» Extracted data:

===============

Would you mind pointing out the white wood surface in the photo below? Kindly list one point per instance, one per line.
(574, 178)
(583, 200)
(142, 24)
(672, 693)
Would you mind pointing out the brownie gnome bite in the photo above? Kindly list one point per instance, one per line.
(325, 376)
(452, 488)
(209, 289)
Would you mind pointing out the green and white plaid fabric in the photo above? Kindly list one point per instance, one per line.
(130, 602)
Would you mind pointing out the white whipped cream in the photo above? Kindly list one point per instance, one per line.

===============

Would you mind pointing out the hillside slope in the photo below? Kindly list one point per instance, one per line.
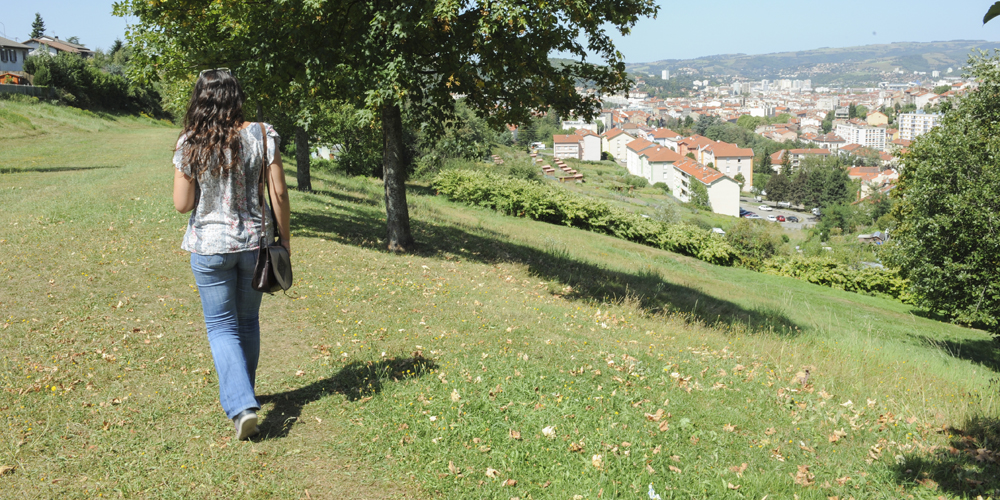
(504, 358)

===============

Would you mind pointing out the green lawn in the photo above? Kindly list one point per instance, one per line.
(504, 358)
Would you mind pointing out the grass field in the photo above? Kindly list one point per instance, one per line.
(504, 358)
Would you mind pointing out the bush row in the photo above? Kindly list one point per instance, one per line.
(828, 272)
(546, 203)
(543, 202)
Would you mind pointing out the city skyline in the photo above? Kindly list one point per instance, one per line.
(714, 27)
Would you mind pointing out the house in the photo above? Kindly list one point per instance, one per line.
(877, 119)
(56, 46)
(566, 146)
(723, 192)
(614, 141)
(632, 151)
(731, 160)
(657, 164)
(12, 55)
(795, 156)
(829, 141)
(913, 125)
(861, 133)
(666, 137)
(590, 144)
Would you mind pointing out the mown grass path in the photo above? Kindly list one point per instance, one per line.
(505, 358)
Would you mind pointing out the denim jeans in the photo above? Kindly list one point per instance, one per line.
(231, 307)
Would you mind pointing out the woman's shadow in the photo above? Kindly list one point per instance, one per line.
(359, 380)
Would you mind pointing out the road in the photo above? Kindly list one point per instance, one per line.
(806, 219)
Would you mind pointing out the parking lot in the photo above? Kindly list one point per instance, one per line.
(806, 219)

===============

» What the task requires: Please return the lines above that run from the line containing "Would you mind pointing out the green and" to the line containing "Would you mind pointing out the white whipped", inclusive, exactly and with no other lines.

» Output of the task:
Would you mind pointing out the green and white plaid fabric in the photo above? Kindly list one point per instance, one per line.
(130, 602)
Would you mind pointing out the white whipped cream in the photo above? Kindly list one point per instance, one per line.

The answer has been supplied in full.